[Problem details] Determine how many lines in this listing contain the word "queried" and report that number by itself.

[The data]

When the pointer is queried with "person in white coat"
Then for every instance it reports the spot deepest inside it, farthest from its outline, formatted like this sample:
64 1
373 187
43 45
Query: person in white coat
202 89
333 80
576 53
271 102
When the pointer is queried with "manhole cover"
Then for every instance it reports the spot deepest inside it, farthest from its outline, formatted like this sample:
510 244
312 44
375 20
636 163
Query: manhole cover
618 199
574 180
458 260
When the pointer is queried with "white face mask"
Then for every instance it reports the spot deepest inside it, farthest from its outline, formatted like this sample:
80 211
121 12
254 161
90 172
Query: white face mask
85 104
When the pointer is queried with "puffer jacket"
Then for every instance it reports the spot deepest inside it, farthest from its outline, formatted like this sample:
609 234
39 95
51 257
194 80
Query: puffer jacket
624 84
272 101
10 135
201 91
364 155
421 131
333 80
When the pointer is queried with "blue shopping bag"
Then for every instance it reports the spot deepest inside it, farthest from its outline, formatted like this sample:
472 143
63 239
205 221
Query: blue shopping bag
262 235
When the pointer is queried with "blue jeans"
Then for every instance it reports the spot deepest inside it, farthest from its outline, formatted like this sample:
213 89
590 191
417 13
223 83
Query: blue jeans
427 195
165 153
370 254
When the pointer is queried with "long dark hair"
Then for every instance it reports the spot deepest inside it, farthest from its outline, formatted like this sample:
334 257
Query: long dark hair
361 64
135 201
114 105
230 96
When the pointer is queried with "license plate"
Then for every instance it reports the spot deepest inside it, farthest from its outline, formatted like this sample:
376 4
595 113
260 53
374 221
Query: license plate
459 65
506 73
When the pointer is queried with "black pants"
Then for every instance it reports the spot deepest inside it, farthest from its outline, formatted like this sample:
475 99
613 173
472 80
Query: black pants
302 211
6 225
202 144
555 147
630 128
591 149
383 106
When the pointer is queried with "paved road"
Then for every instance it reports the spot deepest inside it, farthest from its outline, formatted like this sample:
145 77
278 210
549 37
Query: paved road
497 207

[Response area] 10